= Stated goal A =
In the Advent passage, list the activities that the sentence beginning "This is a picture" shows the waiting believers doing for each other.
= Stated goal B =
Repeat the Advent passage word for word, everything from "to restore whatever" down to "and for all.".

= Text block =
┌──
It seems there is work to do in the midst of our waiting. The work is to encourage each other,

to restore whatever may be lacking in each other’s faith. This is a picture of the waiting believers teaching each other, ministering to each other, encouraging each other, even to the point of looking forward to being an active participant in such a relationship. To teach and to be taught, to encourage and to be encouraged; could Advent energize this kind of waiting-in-motion within us? This is not nervousness. It is not anxiety. Paul characterizes this kind of waiting as “abounding in love for one another and for all” (v.12). Advent, whichever coming you’re waiting for, comes with a tendency—an off-balance leaning— toward this kind of love for one another and for all.
└──
= A run of entries =
┌──
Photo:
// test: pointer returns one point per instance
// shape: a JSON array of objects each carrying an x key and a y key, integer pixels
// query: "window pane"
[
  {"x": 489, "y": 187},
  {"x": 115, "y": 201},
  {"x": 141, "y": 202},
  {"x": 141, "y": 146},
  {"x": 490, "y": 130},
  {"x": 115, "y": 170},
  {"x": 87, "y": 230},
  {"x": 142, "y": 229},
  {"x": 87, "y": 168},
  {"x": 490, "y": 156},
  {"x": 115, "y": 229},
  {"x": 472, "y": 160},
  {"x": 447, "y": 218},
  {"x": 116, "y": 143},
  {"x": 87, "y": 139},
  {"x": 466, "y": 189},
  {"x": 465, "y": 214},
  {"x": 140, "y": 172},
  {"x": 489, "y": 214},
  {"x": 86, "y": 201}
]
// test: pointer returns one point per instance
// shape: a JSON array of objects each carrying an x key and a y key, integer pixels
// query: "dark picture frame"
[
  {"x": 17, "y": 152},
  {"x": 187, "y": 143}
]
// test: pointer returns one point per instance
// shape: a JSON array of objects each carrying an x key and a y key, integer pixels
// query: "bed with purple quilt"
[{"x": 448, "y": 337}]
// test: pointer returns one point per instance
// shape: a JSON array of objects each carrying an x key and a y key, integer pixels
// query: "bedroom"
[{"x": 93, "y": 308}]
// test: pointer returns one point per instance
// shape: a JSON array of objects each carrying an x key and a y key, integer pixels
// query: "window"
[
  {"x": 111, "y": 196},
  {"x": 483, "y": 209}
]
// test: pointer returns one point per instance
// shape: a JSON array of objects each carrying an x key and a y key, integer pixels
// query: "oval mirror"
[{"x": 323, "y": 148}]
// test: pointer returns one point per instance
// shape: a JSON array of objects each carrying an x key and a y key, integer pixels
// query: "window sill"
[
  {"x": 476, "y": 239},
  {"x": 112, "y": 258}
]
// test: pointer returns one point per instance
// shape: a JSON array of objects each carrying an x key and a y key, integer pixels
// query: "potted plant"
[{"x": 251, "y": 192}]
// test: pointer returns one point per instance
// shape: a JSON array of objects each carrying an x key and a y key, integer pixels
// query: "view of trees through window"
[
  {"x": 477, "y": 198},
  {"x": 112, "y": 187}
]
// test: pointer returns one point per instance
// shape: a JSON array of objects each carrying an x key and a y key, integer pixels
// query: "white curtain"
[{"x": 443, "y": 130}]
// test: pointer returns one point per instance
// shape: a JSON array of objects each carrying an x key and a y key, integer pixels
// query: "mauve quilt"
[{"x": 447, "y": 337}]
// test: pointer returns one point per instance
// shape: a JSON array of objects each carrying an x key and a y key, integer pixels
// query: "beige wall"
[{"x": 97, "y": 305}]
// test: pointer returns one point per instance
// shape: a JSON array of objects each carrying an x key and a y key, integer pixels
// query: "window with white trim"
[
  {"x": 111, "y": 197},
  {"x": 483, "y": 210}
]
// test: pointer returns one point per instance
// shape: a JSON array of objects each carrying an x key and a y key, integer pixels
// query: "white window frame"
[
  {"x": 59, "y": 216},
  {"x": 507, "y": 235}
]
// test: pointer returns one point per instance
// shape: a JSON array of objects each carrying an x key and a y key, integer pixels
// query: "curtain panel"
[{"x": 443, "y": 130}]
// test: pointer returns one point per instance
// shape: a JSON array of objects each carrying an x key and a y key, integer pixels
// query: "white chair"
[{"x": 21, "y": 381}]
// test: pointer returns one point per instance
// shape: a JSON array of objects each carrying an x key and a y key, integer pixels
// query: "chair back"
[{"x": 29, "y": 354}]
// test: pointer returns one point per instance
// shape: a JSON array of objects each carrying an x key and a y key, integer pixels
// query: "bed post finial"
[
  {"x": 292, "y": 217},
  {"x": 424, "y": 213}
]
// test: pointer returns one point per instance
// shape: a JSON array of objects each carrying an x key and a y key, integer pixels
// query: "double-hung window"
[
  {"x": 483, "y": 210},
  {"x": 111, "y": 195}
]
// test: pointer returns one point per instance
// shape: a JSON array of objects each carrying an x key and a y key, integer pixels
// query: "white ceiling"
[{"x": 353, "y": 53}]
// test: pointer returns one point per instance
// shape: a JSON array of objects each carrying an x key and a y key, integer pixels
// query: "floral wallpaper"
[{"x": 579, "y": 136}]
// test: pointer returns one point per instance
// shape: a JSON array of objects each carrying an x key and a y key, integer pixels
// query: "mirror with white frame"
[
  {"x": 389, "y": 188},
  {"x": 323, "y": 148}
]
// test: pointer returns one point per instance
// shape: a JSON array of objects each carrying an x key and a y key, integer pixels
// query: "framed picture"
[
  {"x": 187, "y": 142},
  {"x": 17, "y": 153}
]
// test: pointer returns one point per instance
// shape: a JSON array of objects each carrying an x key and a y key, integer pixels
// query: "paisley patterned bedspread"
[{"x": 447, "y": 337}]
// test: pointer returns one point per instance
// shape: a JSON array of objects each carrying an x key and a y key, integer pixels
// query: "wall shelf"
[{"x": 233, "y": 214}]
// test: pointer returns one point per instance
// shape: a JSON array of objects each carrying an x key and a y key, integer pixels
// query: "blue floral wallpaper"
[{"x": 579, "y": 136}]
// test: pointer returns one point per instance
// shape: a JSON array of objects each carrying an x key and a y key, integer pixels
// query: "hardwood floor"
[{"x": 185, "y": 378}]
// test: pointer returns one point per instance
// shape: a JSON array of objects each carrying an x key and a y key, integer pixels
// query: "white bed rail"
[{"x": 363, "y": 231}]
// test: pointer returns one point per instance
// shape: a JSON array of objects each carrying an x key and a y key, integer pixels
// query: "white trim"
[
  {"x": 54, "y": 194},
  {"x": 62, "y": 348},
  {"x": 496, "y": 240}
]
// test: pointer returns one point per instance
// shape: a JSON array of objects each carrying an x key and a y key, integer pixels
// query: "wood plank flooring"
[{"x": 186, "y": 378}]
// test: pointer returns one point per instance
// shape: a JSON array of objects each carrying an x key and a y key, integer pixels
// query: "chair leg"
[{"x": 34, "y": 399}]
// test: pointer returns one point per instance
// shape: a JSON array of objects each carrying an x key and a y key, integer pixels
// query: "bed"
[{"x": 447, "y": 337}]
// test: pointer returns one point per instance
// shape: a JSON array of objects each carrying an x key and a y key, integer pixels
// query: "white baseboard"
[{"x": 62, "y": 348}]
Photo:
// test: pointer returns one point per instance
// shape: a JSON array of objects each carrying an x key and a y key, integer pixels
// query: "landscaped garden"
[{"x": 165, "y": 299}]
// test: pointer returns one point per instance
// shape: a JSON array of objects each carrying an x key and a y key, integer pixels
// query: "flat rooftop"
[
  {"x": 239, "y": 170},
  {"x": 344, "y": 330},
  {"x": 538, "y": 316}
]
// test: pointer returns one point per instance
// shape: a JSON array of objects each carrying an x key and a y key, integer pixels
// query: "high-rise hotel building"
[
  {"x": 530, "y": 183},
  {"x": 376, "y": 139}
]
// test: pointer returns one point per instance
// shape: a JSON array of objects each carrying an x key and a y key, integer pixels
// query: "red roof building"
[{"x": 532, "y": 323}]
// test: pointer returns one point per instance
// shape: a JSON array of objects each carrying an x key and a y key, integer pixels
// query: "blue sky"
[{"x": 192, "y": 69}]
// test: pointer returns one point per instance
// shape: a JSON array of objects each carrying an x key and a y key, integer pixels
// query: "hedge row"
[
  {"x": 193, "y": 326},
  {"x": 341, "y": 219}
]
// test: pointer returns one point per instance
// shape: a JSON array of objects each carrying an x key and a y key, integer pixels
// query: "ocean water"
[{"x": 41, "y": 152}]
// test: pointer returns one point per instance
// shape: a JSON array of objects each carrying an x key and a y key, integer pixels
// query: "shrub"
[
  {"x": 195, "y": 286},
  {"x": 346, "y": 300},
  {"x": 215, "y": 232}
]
└──
= Solution A =
teaching each other
ministering to each other
encouraging each other

= Solution B =
to restore whatever may be lacking in each other’s faith. This is a picture of the waiting believers teaching each other, ministering to each other, encouraging each other, even to the point of looking forward to being an active participant in such a relationship. To teach and to be taught, to encourage and to be encouraged; could Advent energize this kind of waiting-in-motion within us? This is not nervousness. It is not anxiety. Paul characterizes this kind of waiting as “abounding in love for one another and for all” (v.12). Advent, whichever coming you’re waiting for, comes with a tendency—an off-balance leaning— toward this kind of love for one another and for all.